## YOUR INSTRUCTIONS
List every line of the data below that contains the string "fairing", treating uppercase and lowercase letters as different.

[Data excerpted from a collection]
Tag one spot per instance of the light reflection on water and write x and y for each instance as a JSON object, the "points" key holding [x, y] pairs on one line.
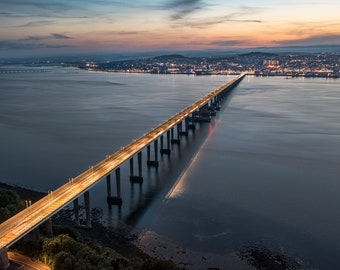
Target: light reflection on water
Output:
{"points": [[265, 170]]}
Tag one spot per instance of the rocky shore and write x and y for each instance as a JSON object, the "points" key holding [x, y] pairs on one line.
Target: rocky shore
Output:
{"points": [[150, 245]]}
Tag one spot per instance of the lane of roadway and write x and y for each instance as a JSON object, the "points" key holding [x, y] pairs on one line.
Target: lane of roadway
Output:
{"points": [[26, 220]]}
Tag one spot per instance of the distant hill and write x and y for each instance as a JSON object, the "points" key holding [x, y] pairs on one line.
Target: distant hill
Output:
{"points": [[169, 57], [257, 54]]}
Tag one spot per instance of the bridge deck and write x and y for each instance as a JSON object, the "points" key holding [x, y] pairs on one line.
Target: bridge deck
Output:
{"points": [[26, 220]]}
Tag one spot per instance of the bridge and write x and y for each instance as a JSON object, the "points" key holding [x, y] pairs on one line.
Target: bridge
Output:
{"points": [[41, 212]]}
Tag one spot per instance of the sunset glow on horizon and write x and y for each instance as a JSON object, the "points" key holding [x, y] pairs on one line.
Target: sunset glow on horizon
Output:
{"points": [[34, 26]]}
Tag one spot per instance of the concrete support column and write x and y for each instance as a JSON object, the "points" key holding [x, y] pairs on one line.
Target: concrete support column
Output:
{"points": [[4, 261], [139, 155], [153, 163], [185, 132], [108, 185], [36, 235], [76, 212], [155, 144], [135, 178], [48, 227], [148, 153], [131, 167], [115, 200], [168, 139], [87, 209], [162, 141], [166, 150], [118, 182], [173, 140]]}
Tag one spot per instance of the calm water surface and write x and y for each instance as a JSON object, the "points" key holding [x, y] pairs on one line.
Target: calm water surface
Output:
{"points": [[264, 172]]}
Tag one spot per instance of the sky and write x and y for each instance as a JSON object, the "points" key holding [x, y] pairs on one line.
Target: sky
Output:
{"points": [[59, 26]]}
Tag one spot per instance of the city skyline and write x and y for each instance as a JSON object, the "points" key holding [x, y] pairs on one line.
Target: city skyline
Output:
{"points": [[32, 27]]}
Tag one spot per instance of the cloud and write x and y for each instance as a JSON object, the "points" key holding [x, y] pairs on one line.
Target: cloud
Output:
{"points": [[36, 23], [201, 23], [46, 5], [183, 8], [18, 45], [38, 38], [60, 36], [227, 43], [323, 39]]}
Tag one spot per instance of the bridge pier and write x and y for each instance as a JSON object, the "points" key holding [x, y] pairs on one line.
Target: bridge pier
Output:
{"points": [[36, 235], [184, 132], [87, 209], [76, 212], [49, 227], [153, 163], [166, 150], [88, 224], [135, 178], [173, 140], [115, 200], [4, 261]]}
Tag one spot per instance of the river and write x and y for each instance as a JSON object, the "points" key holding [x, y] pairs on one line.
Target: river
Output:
{"points": [[263, 173]]}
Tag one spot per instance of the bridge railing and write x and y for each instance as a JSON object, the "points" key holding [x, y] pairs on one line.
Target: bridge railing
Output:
{"points": [[26, 220]]}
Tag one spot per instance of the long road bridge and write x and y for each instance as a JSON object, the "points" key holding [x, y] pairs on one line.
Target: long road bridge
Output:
{"points": [[34, 215]]}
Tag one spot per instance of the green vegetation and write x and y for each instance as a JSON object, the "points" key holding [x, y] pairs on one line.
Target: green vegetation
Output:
{"points": [[69, 250], [64, 252], [10, 204]]}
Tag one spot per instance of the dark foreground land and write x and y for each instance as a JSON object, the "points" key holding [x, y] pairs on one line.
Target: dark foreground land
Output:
{"points": [[121, 242]]}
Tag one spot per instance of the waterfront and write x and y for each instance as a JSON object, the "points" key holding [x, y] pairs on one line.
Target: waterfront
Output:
{"points": [[264, 171]]}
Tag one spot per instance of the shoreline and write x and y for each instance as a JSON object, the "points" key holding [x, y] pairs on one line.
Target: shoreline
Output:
{"points": [[151, 246]]}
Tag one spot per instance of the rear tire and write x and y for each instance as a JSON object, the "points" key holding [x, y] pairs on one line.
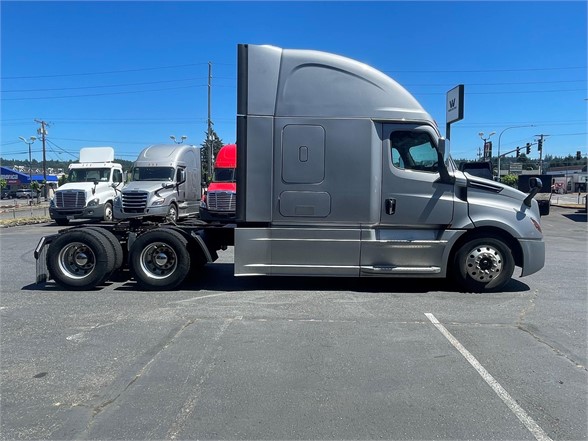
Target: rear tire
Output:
{"points": [[116, 246], [483, 264], [80, 259], [159, 259]]}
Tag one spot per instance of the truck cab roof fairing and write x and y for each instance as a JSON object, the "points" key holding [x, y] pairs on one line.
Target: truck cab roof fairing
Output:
{"points": [[318, 84]]}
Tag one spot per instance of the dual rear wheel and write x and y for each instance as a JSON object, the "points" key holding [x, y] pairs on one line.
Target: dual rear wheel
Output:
{"points": [[87, 257]]}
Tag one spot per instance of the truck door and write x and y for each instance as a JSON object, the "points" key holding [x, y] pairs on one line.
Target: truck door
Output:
{"points": [[412, 192], [416, 207]]}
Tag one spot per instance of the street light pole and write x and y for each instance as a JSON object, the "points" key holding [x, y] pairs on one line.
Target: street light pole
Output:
{"points": [[30, 142], [500, 136]]}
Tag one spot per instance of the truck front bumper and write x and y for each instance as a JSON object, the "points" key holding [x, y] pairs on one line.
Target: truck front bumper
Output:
{"points": [[533, 256], [160, 211], [96, 212], [208, 216]]}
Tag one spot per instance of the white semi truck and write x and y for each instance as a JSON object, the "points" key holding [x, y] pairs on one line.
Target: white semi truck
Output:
{"points": [[90, 188], [341, 172], [164, 183]]}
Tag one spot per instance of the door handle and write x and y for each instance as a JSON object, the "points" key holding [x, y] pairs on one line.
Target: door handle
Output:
{"points": [[390, 206]]}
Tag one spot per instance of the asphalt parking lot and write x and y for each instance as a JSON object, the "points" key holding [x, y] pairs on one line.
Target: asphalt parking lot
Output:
{"points": [[297, 358]]}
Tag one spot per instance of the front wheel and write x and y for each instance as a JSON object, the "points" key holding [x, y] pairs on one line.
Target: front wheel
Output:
{"points": [[159, 259], [483, 264]]}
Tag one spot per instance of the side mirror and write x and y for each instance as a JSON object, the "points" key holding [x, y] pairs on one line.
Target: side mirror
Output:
{"points": [[442, 146], [535, 185], [182, 176]]}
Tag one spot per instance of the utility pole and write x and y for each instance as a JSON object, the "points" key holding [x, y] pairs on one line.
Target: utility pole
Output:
{"points": [[43, 132], [209, 132], [540, 148]]}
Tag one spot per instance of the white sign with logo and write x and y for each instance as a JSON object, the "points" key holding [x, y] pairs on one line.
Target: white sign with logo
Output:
{"points": [[455, 99]]}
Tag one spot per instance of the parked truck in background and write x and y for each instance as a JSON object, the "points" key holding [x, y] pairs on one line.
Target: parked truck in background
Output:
{"points": [[165, 182], [90, 188], [220, 201], [341, 172]]}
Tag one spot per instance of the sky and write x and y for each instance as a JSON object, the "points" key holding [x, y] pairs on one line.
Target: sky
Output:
{"points": [[131, 74]]}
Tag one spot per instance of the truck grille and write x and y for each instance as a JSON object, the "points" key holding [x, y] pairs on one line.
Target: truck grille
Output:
{"points": [[221, 201], [70, 199], [134, 202]]}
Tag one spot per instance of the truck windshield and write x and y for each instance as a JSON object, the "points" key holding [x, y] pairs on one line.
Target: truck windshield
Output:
{"points": [[224, 175], [153, 174], [88, 175]]}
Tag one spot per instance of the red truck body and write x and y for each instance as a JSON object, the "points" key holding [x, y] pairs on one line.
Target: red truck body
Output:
{"points": [[219, 202]]}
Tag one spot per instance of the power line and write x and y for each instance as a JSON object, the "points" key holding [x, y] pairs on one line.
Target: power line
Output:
{"points": [[506, 92], [100, 94], [487, 70], [100, 86], [102, 72]]}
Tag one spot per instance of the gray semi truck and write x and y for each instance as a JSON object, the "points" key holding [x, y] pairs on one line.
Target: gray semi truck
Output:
{"points": [[341, 172], [164, 183]]}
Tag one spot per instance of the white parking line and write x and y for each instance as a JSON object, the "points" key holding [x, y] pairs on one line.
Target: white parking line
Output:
{"points": [[520, 413]]}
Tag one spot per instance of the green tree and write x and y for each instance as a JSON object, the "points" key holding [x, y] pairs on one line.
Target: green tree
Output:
{"points": [[214, 144], [512, 180]]}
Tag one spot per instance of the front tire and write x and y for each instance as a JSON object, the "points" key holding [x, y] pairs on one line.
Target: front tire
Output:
{"points": [[159, 259], [483, 264]]}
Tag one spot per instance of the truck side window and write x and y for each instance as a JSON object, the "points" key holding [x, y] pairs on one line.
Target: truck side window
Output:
{"points": [[116, 176], [413, 151]]}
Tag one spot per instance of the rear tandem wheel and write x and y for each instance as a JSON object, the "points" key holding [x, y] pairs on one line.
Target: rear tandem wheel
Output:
{"points": [[80, 259], [159, 259]]}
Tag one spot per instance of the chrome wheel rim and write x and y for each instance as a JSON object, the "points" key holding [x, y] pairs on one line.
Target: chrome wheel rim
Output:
{"points": [[484, 263], [158, 260], [77, 260]]}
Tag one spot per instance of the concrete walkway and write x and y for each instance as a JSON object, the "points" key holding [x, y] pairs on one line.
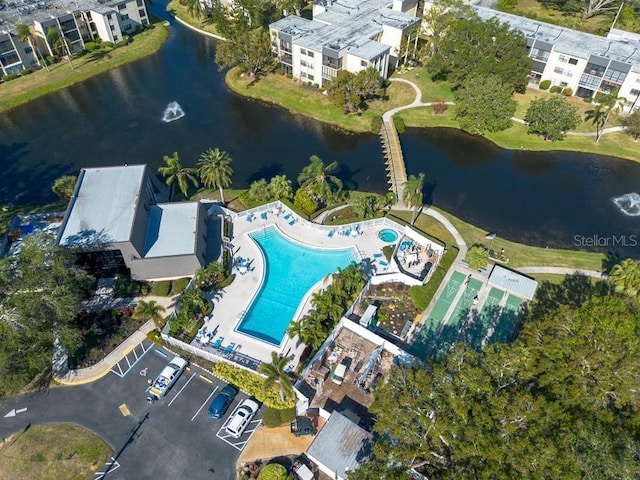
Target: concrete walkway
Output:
{"points": [[561, 271], [64, 375]]}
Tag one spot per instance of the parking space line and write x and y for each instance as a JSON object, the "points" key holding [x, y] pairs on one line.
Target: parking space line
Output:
{"points": [[183, 387], [205, 402]]}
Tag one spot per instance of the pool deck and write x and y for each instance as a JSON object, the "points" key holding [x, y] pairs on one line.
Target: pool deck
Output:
{"points": [[233, 301]]}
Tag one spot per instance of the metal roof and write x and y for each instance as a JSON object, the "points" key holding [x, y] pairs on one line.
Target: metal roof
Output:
{"points": [[102, 209], [623, 48], [341, 445], [513, 282], [349, 25], [172, 229]]}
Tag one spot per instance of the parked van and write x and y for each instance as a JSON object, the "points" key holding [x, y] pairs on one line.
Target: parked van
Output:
{"points": [[241, 417], [341, 371]]}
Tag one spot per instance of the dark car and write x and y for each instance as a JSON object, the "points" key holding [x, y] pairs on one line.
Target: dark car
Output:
{"points": [[222, 401]]}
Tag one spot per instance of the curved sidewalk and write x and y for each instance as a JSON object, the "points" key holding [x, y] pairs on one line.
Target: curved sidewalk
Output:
{"points": [[65, 376]]}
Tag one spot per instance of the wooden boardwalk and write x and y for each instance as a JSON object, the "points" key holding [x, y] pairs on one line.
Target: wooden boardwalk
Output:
{"points": [[394, 161]]}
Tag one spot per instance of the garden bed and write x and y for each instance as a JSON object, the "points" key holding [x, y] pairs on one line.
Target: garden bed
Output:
{"points": [[101, 333], [396, 310]]}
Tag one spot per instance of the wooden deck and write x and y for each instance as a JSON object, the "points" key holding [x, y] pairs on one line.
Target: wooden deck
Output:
{"points": [[394, 161]]}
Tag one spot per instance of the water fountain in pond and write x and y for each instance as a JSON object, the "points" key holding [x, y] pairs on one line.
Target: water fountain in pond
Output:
{"points": [[172, 112], [629, 204]]}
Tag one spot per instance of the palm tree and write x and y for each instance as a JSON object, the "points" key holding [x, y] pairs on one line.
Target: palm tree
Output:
{"points": [[195, 8], [596, 115], [280, 187], [412, 194], [214, 168], [625, 277], [174, 172], [59, 44], [150, 310], [277, 375], [25, 35], [477, 257], [316, 178]]}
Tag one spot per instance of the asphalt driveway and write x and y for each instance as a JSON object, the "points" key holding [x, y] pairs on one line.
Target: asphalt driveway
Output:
{"points": [[173, 438]]}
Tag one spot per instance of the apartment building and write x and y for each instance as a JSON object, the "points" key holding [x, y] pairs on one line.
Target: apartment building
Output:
{"points": [[79, 21], [588, 64], [350, 35]]}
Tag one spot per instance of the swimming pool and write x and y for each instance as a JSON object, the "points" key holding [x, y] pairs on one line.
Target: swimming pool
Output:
{"points": [[388, 235], [291, 269]]}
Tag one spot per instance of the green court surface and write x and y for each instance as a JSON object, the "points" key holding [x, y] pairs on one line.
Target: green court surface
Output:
{"points": [[441, 307], [507, 321], [488, 314], [451, 331]]}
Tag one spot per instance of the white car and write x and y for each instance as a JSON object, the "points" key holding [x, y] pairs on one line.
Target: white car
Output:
{"points": [[241, 417]]}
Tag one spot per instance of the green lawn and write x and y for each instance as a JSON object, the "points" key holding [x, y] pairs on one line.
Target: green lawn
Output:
{"points": [[182, 12], [56, 452], [26, 88], [299, 98], [523, 255]]}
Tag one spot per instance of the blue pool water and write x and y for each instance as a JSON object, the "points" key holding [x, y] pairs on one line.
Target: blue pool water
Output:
{"points": [[291, 270], [388, 235]]}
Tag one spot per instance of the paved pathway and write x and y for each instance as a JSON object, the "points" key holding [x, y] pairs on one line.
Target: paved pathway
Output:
{"points": [[561, 271]]}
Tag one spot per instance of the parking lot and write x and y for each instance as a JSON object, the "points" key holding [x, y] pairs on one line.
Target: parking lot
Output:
{"points": [[172, 438], [183, 409]]}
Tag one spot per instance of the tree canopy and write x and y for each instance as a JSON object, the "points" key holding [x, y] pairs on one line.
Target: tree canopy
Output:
{"points": [[249, 50], [484, 103], [40, 293], [472, 47], [561, 402], [551, 117]]}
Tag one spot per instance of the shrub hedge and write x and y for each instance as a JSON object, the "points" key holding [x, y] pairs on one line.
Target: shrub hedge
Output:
{"points": [[273, 471], [253, 384], [178, 285], [162, 288], [422, 294]]}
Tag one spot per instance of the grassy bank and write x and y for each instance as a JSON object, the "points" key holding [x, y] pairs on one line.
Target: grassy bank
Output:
{"points": [[26, 88], [524, 255], [53, 452], [182, 12], [300, 99]]}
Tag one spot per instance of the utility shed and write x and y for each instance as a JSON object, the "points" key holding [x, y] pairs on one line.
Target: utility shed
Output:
{"points": [[513, 282], [341, 446]]}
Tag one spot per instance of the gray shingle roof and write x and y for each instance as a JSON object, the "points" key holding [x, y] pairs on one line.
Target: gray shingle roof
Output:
{"points": [[513, 282], [341, 445]]}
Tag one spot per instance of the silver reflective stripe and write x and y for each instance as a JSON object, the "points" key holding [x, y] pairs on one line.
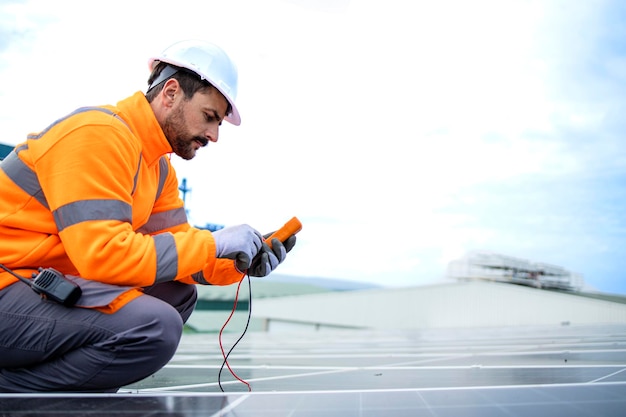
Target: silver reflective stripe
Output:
{"points": [[26, 178], [77, 111], [163, 171], [23, 176], [167, 257], [160, 221], [199, 278], [136, 178], [86, 210]]}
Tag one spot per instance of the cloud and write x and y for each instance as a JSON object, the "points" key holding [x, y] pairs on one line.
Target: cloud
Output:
{"points": [[400, 134]]}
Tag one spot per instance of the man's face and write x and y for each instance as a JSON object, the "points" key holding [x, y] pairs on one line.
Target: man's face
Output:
{"points": [[194, 123]]}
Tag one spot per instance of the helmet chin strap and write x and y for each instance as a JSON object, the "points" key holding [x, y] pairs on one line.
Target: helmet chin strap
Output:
{"points": [[167, 72]]}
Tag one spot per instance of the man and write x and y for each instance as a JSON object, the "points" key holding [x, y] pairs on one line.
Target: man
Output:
{"points": [[95, 197]]}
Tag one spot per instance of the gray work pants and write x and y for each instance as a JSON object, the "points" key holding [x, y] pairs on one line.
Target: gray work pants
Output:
{"points": [[45, 346]]}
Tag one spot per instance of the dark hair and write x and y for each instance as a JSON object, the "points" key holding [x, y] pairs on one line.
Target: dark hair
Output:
{"points": [[189, 82]]}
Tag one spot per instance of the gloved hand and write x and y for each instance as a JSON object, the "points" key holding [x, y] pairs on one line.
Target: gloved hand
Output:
{"points": [[239, 243], [269, 258]]}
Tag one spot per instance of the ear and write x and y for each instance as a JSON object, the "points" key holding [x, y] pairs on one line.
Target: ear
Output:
{"points": [[171, 91]]}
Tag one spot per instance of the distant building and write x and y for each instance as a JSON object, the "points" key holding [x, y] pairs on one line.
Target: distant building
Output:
{"points": [[489, 266]]}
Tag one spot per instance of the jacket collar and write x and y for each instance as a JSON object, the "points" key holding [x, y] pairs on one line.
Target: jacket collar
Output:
{"points": [[137, 113]]}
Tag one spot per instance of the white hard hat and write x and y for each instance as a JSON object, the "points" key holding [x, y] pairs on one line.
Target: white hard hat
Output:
{"points": [[210, 62]]}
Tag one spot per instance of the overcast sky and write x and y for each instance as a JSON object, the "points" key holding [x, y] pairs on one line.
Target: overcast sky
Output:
{"points": [[403, 134]]}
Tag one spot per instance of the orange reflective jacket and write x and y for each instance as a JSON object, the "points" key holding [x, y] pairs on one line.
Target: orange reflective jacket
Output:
{"points": [[95, 195]]}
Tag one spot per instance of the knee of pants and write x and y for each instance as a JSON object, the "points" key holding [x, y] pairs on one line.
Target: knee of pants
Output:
{"points": [[156, 330]]}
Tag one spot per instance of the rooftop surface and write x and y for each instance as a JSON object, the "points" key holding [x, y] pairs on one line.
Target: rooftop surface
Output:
{"points": [[552, 371]]}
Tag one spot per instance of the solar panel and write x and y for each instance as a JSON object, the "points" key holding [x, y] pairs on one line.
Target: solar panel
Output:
{"points": [[555, 371]]}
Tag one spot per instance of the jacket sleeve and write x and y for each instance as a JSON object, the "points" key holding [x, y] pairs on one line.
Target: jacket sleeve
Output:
{"points": [[88, 177], [193, 244]]}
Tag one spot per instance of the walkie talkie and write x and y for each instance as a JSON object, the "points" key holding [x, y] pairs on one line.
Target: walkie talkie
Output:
{"points": [[52, 285]]}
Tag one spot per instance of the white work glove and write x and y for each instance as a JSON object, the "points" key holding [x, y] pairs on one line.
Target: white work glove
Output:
{"points": [[239, 243], [269, 258]]}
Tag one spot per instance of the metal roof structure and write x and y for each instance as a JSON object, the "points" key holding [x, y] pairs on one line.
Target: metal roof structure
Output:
{"points": [[567, 371]]}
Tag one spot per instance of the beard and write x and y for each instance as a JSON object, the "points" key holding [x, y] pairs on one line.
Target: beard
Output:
{"points": [[182, 142]]}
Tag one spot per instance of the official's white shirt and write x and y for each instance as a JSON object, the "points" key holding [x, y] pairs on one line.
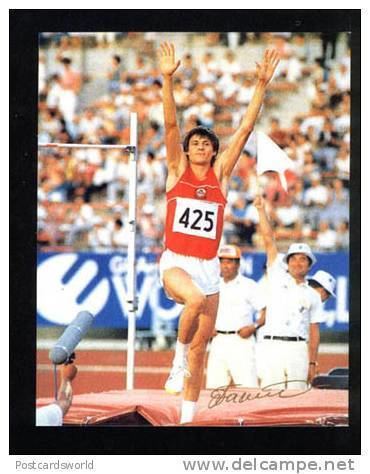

## CORRECT RESULT
Tag one spot per instance of the truck cab roof fairing and write x and y for each instance as a JSON object, the "points" key holding [x, y] pairs on one line.
Target: truck cab roof fairing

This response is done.